What this task involves: Your answer should repeat every record verbatim.

Collected data entries:
BEGIN

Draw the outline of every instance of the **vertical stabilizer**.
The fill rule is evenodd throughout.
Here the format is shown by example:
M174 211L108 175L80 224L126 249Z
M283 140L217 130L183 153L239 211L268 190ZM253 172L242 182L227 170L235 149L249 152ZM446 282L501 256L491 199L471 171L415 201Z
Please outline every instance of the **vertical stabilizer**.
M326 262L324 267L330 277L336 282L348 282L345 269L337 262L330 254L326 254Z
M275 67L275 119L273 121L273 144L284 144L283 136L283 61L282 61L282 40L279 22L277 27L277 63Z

END

Reply to the exercise:
Draw the outline of every instance of the **vertical stabilizer**.
The fill rule is evenodd throughout.
Here the format is shown by example:
M174 211L108 175L80 224L126 249Z
M283 140L217 130L183 153L239 211L268 190ZM253 172L242 182L227 170L235 149L249 152ZM446 282L501 256L491 199L471 171L415 201Z
Please outline every instance of the **vertical stabilizer**.
M326 262L324 267L330 277L336 282L348 282L345 269L337 262L330 254L326 254Z
M275 67L275 119L273 121L273 144L284 144L283 136L283 61L282 61L282 40L279 22L277 27L277 63Z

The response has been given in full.